READING TEXT
***

The red pen was to improve the press releases that were sent. When I was training as a journalist there were two golden rules: never put a release in unaltered, and never print it without ringing up for further information. As far as I can see that doesn't happen anymore.
It isn't the job of the PR person to write the story. The PR person should alert the journalist to the story and then help them get the facts and then get out of the way.

I can count on the fingers of one hand the number of times in the past three years a journalist has followed up a press release with a call for an extra quote or an angle more specific to their industry. Many have become lazy. They choose the obvious stories and ignore those that need time or thought. That's not good for journalism or PR.

Thursday 25 October 2007

Web 2.0 = PR 2.0

Just came across this survey here on the Lewis PR website that claims that "web 2.0" has made PR a more visible process.

"The study showed 96 per cent of companies recognise the importance of PR. In addition, almost two thirds recognise that Web 2.0 has made it a more visible process. 60 per cent believe that the advent of consumer journalism had made PR business-critical, with social media seen to be having an impact on profit and consumer satisfaction."

Friday 19 October 2007

Social media gets ready to take off

There's a great disscussion going on at the moment about the nature of Social Media Releases (SMRs). There are several great bloggers involved - leading lights of the SMR movement, even - and the quality of discussion is very high.
Have a look in the sidebar for the links or go here:
http://www.briansolis.com/
http://www.pr-squared.com/2007/10/the_future_of_the_social_media.html
http://www.livingstonbuzz.com/blog/2007/10/18/storyboarding-another-view-on-how-to-use-the-social-media-news-release/

There's so much happening in this area that it is hard to track, but if you keep an eye on these three blogs then you won't miss much.

I have been a little suspicous about calls for the death of the press release - as it strikes me that it is a case of killing the messenger not the message, to paraphrase Margaret Thatcher's press secretary. But I think in the latest version of the arguments we are moving further away from the focus on format and more towards content and context. Social media is getting ready to take off.

Tuesday 2 October 2007

The future of the press release

Brian Solis is starting a multi part blog on the future of the press release over at PR 2.0 - Silicon Valley. Brian is one of the leading voices in the movement to open up PR with social media techniques and replace the press release with something better.

I'd like to drop the idea of press releases vs. social media releases because in the end we are talking about a single format (albeit a staple one) in the PR armoury. It isn't about format it is about content - the what, why, who, where, when and how.

In its most basic form a press release is raw content - no bells or whistles, just the facts. That many press releases are abused by the long and laborious route through corporate hierarchies is beyond doubt, but it still plays well to the number one audience - journalists.

***

EXTRACTED DATA
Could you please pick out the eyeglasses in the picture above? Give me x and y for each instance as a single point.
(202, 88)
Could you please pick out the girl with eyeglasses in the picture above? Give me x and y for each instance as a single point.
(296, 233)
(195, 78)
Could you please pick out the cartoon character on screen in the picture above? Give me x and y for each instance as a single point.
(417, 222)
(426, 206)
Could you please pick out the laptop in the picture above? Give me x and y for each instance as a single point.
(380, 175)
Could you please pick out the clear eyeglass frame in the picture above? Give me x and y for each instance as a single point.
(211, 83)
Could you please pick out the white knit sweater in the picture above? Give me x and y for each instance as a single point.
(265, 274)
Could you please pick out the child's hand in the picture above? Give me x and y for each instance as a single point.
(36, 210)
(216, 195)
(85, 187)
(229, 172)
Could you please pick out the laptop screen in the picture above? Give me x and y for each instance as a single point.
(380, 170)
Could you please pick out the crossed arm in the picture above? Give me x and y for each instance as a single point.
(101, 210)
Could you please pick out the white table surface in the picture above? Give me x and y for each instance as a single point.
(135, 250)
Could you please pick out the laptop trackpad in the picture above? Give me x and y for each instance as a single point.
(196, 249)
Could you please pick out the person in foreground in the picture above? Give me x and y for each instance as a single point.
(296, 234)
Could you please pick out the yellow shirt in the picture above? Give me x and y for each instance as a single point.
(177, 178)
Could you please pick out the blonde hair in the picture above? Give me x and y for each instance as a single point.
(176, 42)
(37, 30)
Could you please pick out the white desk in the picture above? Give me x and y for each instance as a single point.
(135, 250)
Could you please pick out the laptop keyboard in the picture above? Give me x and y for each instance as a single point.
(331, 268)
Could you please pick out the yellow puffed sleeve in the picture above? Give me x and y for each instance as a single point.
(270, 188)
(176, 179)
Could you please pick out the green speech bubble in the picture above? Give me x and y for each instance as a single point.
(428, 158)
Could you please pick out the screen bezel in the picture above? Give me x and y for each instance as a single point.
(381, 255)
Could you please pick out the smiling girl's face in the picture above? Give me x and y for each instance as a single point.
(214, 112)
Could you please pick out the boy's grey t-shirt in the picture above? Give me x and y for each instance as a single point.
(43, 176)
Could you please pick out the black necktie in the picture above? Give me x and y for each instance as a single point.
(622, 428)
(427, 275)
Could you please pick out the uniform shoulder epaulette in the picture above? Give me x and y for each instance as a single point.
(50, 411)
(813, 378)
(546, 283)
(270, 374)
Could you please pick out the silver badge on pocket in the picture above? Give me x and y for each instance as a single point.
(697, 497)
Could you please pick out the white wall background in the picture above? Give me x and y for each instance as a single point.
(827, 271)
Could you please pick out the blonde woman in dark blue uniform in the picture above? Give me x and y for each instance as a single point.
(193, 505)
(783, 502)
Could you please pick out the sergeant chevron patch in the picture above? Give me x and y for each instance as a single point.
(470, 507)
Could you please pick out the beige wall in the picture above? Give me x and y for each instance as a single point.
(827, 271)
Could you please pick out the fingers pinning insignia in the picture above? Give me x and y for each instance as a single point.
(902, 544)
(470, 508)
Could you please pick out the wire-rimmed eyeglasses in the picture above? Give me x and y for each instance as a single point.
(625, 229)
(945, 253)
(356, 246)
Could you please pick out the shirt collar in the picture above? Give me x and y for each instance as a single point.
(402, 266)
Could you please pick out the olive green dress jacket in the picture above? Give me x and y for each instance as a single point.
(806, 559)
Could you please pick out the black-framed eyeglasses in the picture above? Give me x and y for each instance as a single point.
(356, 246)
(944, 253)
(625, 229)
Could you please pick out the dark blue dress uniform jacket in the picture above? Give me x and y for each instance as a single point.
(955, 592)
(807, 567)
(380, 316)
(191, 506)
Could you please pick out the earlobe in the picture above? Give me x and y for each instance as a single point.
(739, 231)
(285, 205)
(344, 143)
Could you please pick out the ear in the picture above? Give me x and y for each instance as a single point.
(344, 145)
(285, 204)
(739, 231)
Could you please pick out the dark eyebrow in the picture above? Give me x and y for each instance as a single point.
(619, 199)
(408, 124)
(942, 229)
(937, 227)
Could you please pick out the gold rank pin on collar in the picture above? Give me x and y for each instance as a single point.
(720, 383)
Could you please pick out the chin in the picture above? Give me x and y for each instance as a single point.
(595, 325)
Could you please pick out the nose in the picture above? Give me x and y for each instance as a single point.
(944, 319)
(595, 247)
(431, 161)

***

Reproduce the part of the blog text on press releases between "Friday 19 October" and "is very high.", inclusive, word for word.

THE SOLUTION
Friday 19 October 2007

Social media gets ready to take off

There's a great disscussion going on at the moment about the nature of Social Media Releases (SMRs). There are several great bloggers involved - leading lights of the SMR movement, even - and the quality of discussion is very high.